**Description of the task**
Reproduce verbatim everything in the material below, from the line containing "headlight, one point per instance." down to the line containing "[[320, 91]]", both lines included.

**Data listing**
***

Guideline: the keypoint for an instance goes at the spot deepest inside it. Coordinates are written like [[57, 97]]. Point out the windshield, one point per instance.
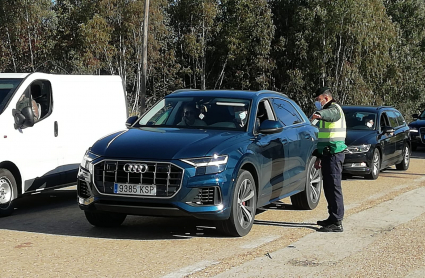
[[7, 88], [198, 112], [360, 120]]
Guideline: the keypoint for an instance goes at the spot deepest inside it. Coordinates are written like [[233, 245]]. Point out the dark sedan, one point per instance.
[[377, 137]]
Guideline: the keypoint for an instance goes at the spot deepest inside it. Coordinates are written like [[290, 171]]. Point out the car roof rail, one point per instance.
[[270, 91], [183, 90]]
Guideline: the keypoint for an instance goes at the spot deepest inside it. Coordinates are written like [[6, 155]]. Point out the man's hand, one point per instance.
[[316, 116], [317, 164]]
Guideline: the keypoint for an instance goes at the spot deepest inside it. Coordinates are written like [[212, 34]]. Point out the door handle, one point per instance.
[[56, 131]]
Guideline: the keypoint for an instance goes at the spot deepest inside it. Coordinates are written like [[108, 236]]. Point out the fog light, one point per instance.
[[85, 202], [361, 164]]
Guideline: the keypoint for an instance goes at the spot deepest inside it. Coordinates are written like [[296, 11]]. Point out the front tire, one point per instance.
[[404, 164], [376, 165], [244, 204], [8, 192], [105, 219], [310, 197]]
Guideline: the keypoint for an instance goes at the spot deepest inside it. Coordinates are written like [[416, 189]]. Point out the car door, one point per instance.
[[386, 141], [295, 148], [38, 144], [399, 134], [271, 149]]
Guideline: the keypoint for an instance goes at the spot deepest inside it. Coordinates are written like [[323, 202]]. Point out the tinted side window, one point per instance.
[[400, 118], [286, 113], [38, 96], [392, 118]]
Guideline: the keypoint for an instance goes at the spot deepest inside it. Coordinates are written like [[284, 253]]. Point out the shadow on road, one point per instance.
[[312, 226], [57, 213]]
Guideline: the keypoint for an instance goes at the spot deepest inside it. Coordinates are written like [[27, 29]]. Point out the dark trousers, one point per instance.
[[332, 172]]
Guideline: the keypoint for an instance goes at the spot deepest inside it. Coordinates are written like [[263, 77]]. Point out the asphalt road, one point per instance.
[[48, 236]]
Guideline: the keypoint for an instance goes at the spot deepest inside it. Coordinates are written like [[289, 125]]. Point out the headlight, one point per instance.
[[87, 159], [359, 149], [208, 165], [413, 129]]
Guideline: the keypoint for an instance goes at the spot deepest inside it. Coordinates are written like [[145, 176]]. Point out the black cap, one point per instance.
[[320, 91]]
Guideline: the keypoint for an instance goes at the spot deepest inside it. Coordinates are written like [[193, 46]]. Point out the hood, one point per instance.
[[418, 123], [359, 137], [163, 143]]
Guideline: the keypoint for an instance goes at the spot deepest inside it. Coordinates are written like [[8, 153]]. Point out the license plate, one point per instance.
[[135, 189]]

***

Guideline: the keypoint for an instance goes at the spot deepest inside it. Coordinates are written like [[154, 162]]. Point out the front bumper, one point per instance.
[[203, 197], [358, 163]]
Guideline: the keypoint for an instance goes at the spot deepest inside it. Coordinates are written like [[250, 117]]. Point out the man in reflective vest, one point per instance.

***

**Final result**
Guideline: the keypoint for an instance goes at the spot deepest inside it. Coordinates are written like [[289, 125]]. Point out the headlight, one point per instance.
[[87, 159], [359, 149], [208, 165], [413, 129]]
Guideline: the keypoint for an instance goes at the spot deepest inside it. Coordinates are written like [[145, 176]]. Point out the black cap, one point per instance.
[[320, 91]]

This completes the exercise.